• [Directions]
Once you have read the listing below, write all of it out again exactly.

• [Exercise data]

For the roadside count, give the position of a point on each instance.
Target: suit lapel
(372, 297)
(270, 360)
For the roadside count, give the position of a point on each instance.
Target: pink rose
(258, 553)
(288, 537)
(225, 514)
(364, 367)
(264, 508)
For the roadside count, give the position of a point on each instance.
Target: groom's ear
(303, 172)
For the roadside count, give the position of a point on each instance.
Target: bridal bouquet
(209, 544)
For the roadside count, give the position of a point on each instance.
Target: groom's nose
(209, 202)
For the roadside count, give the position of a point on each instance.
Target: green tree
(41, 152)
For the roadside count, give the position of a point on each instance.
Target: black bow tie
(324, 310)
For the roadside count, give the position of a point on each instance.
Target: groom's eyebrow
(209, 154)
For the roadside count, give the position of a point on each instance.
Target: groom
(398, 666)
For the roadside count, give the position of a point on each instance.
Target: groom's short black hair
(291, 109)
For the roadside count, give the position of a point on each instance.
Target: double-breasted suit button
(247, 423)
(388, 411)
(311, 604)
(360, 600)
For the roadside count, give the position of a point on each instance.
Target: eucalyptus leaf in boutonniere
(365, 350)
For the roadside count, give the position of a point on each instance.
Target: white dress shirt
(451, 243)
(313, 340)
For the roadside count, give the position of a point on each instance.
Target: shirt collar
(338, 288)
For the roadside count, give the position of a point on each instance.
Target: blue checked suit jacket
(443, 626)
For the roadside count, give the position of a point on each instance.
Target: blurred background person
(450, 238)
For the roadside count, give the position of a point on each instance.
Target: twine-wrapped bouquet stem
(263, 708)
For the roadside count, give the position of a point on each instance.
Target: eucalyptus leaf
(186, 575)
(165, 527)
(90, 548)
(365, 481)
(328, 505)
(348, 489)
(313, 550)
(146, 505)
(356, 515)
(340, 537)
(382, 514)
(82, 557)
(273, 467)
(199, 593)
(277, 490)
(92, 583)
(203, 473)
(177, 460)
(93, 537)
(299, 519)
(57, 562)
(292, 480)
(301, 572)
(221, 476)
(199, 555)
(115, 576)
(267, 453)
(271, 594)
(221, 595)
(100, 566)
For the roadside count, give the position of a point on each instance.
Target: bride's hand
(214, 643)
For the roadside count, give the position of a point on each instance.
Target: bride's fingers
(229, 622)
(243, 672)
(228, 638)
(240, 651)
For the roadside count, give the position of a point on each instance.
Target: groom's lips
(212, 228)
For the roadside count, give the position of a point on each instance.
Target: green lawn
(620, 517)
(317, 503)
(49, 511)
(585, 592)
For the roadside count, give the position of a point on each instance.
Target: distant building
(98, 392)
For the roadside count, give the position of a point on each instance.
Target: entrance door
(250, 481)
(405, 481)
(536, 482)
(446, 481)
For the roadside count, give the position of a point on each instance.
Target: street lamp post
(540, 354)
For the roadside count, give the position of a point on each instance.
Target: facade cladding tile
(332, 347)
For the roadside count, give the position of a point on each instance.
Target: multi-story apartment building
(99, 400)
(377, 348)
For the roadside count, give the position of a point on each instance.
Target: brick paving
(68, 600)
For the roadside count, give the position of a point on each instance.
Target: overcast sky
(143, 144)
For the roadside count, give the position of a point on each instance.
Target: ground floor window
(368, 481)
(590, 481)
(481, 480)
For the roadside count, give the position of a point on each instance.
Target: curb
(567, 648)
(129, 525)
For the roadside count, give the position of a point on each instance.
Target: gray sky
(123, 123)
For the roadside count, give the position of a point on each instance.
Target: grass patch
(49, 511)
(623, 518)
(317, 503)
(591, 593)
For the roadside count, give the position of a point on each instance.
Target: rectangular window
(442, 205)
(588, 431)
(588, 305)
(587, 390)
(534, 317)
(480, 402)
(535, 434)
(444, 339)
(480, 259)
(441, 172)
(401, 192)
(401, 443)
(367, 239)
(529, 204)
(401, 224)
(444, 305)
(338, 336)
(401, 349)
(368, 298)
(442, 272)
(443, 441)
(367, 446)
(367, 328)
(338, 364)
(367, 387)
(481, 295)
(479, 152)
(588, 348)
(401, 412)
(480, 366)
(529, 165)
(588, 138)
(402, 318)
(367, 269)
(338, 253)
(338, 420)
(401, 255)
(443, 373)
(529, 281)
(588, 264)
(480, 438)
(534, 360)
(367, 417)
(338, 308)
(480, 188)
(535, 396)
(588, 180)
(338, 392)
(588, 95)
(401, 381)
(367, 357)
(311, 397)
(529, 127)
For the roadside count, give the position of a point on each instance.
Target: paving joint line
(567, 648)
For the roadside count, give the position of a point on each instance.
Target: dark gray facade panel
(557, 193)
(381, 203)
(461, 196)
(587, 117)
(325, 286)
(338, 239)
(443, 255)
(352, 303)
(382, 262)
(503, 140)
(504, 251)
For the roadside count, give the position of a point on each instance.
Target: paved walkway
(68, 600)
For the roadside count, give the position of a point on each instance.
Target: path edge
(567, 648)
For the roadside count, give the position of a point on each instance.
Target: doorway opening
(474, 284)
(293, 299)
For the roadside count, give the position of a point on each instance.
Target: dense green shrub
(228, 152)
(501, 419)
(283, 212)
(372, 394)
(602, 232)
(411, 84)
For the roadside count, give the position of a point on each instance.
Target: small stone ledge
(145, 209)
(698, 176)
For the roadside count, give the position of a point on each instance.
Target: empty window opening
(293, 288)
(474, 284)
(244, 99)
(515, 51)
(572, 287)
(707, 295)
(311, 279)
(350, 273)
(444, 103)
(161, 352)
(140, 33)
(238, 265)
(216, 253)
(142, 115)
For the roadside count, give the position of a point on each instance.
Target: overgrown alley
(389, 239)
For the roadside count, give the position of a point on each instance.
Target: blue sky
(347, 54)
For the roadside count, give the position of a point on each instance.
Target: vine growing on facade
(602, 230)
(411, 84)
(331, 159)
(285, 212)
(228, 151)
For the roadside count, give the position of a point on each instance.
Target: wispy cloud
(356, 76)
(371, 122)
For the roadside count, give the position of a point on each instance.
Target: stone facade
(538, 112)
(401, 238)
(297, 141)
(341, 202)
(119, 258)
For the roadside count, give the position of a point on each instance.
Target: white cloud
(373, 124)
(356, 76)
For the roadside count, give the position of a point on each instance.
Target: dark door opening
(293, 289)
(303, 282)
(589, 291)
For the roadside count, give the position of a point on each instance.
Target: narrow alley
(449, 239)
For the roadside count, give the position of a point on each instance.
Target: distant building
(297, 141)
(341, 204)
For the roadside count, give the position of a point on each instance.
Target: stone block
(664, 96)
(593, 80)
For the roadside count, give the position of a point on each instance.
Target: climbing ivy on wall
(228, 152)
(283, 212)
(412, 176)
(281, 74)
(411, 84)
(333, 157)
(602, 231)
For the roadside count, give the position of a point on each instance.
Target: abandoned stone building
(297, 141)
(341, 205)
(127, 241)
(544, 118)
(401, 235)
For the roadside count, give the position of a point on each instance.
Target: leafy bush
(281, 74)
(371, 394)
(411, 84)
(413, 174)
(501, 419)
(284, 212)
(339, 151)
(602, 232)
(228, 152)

• [Written answer]
For the roadside count, give the position of a point on each instance.
Target: suit lapel
(372, 297)
(270, 360)
For the roadside count, give the position of a point on each instance.
Target: pink rose
(258, 553)
(288, 537)
(225, 514)
(364, 367)
(264, 508)
For the roadside count, give the position of a point on each instance.
Target: groom's ear
(303, 172)
For the roadside count, give the position of a point on each instance.
Target: bridal bouquet
(209, 544)
For the roadside count, give the position of a point on each instance.
Target: groom's nose
(209, 202)
For the roadside count, give the position of a point on each instance.
Target: green tree
(41, 152)
For the roadside count, give the position of a point on each instance.
Target: black bow tie
(324, 310)
For the roadside count, give the position of a point on each instance.
Target: groom's eyebrow
(209, 154)
For the roadside count, give the position of a point on each instance.
Target: groom
(398, 666)
For the roadside count, give the position of a point on each instance.
Target: groom's short black hair
(291, 109)
For the roadside count, give the position of a point on each instance.
Target: double-breasted suit button
(247, 423)
(388, 411)
(311, 604)
(360, 600)
For the roadside count, give the position of a point on each instance.
Target: eucalyptus leaf in boutonniere
(365, 350)
For the roadside count, give the position of a point on each instance.
Target: white dress shirt
(451, 243)
(313, 340)
For the roadside count, give the position of a point on each instance.
Target: shirt collar
(338, 288)
For the roadside count, give the position of a point on each instance.
Target: blue checked suit jacket
(443, 626)
For the roadside count, give the position of a point on each instance.
Target: blurred background person
(450, 238)
For the roadside count, give the position of a point on each instance.
Target: twine-wrapped bouquet stem
(263, 708)
For the roadside count, give the position of a point on each instance.
Target: eucalyptus leaf
(186, 575)
(165, 527)
(90, 548)
(365, 481)
(328, 505)
(348, 489)
(313, 550)
(146, 505)
(356, 515)
(340, 537)
(382, 514)
(82, 557)
(273, 467)
(199, 593)
(277, 490)
(92, 583)
(203, 473)
(177, 460)
(93, 537)
(299, 519)
(57, 562)
(292, 480)
(301, 572)
(221, 476)
(199, 555)
(115, 576)
(267, 453)
(271, 594)
(221, 595)
(100, 566)
For the roadside count, give the position of a point on each instance.
Target: bride's hand
(214, 643)
For the roadside count, give the position of a point on each instance.
Target: bride's fingers
(229, 622)
(243, 672)
(228, 638)
(240, 651)
For the roadside count, give the position of a point on each instance.
Target: groom's lips
(212, 228)
For the roadside count, give the position of a point on each instance.
Target: green lawn
(620, 517)
(317, 503)
(49, 511)
(585, 592)
For the roadside count, give the position of a point on each instance.
Target: distant building
(98, 392)
For the roadside count, give the position of a point on each instance.
Target: entrance door
(250, 481)
(405, 481)
(536, 482)
(446, 481)
For the roadside count, give the position of a point on each instance.
Target: street lamp post
(540, 354)
For the roadside count, give the position of a point on each instance.
Target: facade cladding tile
(332, 347)
For the roadside count, give the position of a point on each instance.
Target: multi-story apartment building
(99, 400)
(377, 348)
For the roadside count, give the position of a point on each instance.
Target: brick paving
(68, 600)
For the roadside count, give the position of a point on each instance.
Target: overcast sky
(143, 144)
For the roadside count, give the position of a point on each instance.
Target: ground floor window
(368, 481)
(590, 481)
(481, 480)
For the roadside count, give the position of a point on each instance.
Target: curb
(567, 648)
(129, 525)
For the roadside count, give the position of a point on each instance.
Target: gray sky
(123, 123)
For the roadside count, give the position of a point on each instance.
Target: grass patch
(49, 511)
(623, 518)
(317, 503)
(591, 593)
For the roadside count, give the position of a point on each instance.
Target: rectangular window
(442, 205)
(588, 431)
(588, 305)
(587, 390)
(534, 317)
(480, 402)
(535, 434)
(444, 339)
(480, 259)
(441, 172)
(401, 192)
(401, 443)
(367, 239)
(529, 204)
(401, 224)
(444, 305)
(338, 336)
(401, 349)
(368, 298)
(442, 272)
(443, 441)
(367, 446)
(367, 328)
(338, 364)
(367, 387)
(481, 295)
(479, 152)
(588, 348)
(401, 412)
(480, 366)
(529, 165)
(588, 138)
(402, 318)
(367, 269)
(338, 253)
(338, 420)
(401, 255)
(443, 373)
(529, 281)
(588, 264)
(480, 438)
(534, 360)
(367, 417)
(338, 308)
(480, 188)
(535, 396)
(588, 180)
(338, 392)
(588, 95)
(401, 381)
(367, 357)
(311, 397)
(529, 127)
For the roadside count, give the position of a point on each instance.
Target: paving joint line
(567, 648)
For the roadside count, give the position of a point on each instance.
Target: dark gray facade panel
(557, 193)
(381, 203)
(461, 196)
(587, 117)
(325, 286)
(338, 239)
(443, 255)
(352, 303)
(382, 262)
(503, 140)
(504, 251)
For the roadside count, give the position of a point on each instance.
Target: paved walkway
(68, 600)
For the roadside count, give the position of a point on each instance.
Target: path edge
(567, 648)
For the roadside count, give the position of a point on each instance.
Target: doorway opening
(474, 284)
(293, 299)
For the roadside count, give the position of a point on each instance.
Target: dense green shrub
(228, 152)
(501, 419)
(283, 212)
(372, 394)
(602, 232)
(411, 84)
For the roadside count, give the position of a point on each instance.
Target: small stone ledge
(145, 209)
(698, 176)
For the roadside count, give the position of a point on each instance.
Target: empty window opening
(293, 288)
(474, 284)
(244, 99)
(515, 51)
(572, 287)
(707, 295)
(311, 279)
(350, 273)
(444, 103)
(161, 352)
(140, 33)
(238, 265)
(216, 253)
(142, 115)
For the roadside count, give the position of a point on each instance.
Target: overgrown alley
(389, 239)
For the roadside count, give the position of a point on each instance.
Target: blue sky
(347, 54)
For the roadside count, give the position of a point on each instance.
Target: vine growing on facade
(602, 230)
(411, 84)
(331, 159)
(285, 212)
(228, 151)
For the roadside count, give the position of a point on each instance.
Target: wispy cloud
(356, 76)
(371, 122)
For the roadside count, give the position of a point on each instance.
Target: stone facade
(538, 112)
(401, 238)
(297, 141)
(341, 202)
(119, 258)
For the roadside count, give the position of a point on each instance.
Target: white cloud
(373, 124)
(356, 76)
For the roadside count, give the position of a point on each instance.
Target: dark door opening
(293, 289)
(303, 282)
(589, 291)
For the roadside count, give the position of a point on each instance.
Target: narrow alley
(449, 239)
For the roadside count, give the position of a point on each instance.
Target: distant building
(297, 141)
(341, 204)
For the roadside count, give the position of a point on each instance.
Target: stone block
(664, 96)
(593, 80)
For the roadside count, give the position of a point on each instance.
Target: climbing ivy on wall
(228, 152)
(283, 212)
(412, 176)
(281, 74)
(411, 84)
(333, 157)
(602, 231)
For the roadside count, give the position of a point on each instance.
Target: abandoned stone building
(297, 141)
(341, 205)
(127, 241)
(544, 118)
(401, 235)
For the roadside count, give the position of a point on each instance.
Target: leafy bush
(281, 74)
(371, 394)
(411, 84)
(413, 174)
(501, 419)
(284, 212)
(339, 151)
(602, 232)
(228, 152)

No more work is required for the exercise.